===== Input data

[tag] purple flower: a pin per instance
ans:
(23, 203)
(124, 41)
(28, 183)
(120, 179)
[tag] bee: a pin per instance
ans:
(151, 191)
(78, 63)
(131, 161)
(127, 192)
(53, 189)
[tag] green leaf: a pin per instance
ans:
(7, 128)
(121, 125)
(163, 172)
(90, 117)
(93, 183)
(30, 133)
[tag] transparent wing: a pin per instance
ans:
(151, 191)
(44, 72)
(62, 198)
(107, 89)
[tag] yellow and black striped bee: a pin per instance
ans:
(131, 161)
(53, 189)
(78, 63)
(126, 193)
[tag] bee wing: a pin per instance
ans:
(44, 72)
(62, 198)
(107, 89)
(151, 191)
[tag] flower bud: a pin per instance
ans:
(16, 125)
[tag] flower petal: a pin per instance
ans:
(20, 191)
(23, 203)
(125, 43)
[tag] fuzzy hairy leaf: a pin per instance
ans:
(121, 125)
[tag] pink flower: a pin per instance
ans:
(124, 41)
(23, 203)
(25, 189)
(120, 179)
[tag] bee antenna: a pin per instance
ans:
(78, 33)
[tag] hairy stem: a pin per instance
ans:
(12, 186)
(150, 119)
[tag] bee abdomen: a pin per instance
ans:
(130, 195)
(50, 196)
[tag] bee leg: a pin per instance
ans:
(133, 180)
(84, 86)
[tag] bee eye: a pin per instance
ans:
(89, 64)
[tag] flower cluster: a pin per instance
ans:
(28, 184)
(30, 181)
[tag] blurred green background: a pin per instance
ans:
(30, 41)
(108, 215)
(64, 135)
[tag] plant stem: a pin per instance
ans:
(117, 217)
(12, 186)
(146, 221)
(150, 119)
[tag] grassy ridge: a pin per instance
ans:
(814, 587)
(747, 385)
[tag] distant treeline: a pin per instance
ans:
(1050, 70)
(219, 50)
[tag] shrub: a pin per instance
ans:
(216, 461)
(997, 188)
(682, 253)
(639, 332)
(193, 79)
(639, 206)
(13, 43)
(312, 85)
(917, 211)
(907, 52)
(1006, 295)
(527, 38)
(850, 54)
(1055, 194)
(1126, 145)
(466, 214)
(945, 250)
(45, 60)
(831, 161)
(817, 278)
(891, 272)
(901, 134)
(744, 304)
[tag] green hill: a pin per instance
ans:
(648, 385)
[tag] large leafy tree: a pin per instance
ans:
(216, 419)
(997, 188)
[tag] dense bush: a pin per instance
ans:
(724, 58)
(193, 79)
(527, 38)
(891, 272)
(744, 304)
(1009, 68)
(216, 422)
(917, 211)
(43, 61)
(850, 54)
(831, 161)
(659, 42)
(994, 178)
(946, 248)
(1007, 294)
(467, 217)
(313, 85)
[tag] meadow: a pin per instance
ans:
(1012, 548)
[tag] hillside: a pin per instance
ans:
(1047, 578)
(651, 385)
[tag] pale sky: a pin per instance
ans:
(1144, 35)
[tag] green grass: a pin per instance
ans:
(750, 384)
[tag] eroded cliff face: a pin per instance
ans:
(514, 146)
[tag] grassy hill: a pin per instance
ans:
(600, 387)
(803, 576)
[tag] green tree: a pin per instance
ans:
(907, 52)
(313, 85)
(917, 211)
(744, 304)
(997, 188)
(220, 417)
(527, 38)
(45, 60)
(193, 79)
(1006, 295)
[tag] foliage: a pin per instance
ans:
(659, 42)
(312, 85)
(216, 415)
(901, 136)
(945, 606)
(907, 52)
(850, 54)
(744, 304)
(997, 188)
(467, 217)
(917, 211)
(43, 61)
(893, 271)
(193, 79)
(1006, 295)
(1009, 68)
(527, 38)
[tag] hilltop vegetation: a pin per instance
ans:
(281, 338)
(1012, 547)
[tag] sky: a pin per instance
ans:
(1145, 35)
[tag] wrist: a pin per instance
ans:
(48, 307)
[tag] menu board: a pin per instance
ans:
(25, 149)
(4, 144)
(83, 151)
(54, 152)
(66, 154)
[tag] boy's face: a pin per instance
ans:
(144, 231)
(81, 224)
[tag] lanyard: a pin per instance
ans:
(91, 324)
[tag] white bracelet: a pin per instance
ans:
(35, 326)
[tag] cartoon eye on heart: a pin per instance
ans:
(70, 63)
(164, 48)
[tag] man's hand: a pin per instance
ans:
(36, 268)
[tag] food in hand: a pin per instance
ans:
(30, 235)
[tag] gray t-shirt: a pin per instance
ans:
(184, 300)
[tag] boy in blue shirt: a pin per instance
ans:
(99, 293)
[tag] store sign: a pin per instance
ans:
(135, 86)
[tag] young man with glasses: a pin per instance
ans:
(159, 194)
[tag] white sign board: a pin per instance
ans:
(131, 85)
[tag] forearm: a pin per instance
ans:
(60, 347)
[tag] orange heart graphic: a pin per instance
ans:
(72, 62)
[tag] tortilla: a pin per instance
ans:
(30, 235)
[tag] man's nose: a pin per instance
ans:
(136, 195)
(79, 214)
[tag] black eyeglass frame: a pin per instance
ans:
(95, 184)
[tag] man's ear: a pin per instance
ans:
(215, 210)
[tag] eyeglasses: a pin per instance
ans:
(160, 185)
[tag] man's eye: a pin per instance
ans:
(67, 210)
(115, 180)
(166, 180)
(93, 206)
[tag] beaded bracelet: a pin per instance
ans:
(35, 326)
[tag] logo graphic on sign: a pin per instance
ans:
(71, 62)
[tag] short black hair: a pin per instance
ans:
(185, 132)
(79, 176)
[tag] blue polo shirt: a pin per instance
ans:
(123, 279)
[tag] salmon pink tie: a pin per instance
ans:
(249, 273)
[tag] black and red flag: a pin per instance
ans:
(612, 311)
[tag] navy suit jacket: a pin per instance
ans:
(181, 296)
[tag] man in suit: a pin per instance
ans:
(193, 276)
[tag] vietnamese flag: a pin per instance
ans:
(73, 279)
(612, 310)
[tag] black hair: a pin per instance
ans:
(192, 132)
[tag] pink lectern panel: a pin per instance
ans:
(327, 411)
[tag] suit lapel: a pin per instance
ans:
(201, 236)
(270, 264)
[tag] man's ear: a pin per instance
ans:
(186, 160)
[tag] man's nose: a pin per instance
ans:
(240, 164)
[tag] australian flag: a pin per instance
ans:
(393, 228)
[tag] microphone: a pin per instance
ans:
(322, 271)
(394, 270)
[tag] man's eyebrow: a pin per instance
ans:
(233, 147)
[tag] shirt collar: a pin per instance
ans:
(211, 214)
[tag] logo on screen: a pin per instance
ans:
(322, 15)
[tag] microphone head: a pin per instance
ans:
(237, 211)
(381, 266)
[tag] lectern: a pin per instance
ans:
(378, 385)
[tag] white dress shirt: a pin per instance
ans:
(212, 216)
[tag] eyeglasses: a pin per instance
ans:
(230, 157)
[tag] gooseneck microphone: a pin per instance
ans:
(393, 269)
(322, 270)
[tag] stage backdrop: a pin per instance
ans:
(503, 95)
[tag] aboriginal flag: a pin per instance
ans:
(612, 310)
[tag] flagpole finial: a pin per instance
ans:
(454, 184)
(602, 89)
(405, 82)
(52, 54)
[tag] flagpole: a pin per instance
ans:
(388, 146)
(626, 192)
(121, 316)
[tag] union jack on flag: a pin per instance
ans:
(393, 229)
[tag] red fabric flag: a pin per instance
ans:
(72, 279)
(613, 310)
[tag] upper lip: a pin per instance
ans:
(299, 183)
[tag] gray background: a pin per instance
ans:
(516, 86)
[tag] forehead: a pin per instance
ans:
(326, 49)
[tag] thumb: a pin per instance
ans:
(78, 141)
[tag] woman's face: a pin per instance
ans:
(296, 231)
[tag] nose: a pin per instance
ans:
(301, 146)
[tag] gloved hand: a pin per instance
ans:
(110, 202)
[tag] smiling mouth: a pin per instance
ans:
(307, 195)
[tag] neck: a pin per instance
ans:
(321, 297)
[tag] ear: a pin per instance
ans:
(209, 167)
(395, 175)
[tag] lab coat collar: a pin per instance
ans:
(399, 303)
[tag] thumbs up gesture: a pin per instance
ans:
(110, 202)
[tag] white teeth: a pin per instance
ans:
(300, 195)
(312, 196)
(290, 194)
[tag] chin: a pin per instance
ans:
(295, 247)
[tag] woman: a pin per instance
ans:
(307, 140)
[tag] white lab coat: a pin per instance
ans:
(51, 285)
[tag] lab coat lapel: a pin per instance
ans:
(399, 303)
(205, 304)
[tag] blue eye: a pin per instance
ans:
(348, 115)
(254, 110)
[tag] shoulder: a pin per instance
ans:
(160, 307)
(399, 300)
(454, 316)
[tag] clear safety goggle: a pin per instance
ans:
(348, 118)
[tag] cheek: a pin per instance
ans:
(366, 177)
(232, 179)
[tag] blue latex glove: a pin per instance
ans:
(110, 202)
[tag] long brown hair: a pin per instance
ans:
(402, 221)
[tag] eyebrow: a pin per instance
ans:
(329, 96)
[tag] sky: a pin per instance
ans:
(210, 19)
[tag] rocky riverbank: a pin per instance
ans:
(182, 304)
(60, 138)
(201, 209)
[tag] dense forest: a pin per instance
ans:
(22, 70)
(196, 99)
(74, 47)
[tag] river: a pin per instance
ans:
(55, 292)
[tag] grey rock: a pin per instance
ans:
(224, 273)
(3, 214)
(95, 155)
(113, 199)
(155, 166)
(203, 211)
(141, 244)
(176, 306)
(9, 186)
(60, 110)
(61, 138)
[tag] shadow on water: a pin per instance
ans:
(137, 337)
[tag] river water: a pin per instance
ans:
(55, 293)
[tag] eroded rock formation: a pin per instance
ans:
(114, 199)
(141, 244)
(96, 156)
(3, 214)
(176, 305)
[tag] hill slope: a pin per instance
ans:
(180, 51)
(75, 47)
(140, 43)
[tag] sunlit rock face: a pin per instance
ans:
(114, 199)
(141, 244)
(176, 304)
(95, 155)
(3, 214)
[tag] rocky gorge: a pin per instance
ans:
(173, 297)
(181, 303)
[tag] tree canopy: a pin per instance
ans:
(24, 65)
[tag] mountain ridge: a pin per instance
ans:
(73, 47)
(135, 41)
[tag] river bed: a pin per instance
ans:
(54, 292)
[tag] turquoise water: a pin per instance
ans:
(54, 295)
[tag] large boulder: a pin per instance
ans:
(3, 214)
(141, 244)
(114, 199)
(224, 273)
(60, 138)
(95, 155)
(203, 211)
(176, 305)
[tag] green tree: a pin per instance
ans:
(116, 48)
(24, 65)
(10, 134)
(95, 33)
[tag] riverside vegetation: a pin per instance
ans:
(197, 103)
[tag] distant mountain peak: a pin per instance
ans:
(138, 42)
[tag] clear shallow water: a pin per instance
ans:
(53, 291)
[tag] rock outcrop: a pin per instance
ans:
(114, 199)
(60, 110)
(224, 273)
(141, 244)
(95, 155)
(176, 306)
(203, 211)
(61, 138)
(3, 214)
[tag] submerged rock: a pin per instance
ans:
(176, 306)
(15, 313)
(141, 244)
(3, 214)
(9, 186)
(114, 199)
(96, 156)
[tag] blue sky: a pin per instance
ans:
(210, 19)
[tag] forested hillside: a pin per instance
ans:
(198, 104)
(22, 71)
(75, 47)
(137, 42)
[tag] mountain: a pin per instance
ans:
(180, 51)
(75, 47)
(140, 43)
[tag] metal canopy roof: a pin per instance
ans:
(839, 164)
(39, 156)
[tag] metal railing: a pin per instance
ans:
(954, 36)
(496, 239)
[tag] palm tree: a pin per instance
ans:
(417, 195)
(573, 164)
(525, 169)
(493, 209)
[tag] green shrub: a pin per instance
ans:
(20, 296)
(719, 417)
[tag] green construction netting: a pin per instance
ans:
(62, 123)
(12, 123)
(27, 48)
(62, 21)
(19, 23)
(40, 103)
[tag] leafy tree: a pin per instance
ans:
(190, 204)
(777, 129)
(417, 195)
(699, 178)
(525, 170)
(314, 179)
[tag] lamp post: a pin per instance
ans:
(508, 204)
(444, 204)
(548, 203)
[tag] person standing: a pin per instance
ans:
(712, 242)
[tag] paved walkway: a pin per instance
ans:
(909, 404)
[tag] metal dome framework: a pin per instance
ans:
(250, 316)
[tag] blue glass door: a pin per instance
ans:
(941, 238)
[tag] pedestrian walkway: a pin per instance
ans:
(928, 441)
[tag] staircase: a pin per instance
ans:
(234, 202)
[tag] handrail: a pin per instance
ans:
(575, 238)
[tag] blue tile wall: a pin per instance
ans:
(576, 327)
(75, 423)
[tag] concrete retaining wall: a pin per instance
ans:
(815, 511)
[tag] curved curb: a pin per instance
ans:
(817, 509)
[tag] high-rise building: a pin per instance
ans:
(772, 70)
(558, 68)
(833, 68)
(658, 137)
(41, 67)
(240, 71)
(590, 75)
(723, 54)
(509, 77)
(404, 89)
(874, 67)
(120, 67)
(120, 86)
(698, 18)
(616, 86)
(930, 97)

==========

**Exercise details:** Output the lines from the line containing "[tag] leafy tree: a pin per instance" to the end, both included; add nothing.

**Result below:**
[tag] leafy tree: a pin per instance
ans:
(190, 204)
(777, 129)
(417, 195)
(699, 178)
(525, 170)
(314, 179)
[tag] lamp post: a pin per instance
ans:
(508, 204)
(444, 204)
(548, 203)
[tag] person standing: a pin per instance
ans:
(712, 242)
[tag] paved walkway: a pin per instance
ans:
(909, 404)
[tag] metal dome framework: a pin per instance
ans:
(250, 316)
[tag] blue glass door: a pin per instance
ans:
(941, 238)
[tag] pedestrian walkway: a pin per instance
ans:
(928, 441)
[tag] staircase: a pin per instance
ans:
(234, 202)
[tag] handrail: a pin per instance
ans:
(575, 238)
[tag] blue tile wall: a pin per instance
ans:
(576, 327)
(75, 423)
[tag] concrete retaining wall: a pin per instance
ans:
(815, 511)
[tag] curved curb: a pin per instance
ans:
(817, 509)
[tag] high-rise building: a pin per instance
ans:
(772, 70)
(558, 68)
(833, 68)
(658, 137)
(41, 67)
(240, 71)
(590, 75)
(723, 54)
(509, 77)
(404, 89)
(874, 67)
(120, 67)
(120, 86)
(698, 18)
(616, 86)
(930, 97)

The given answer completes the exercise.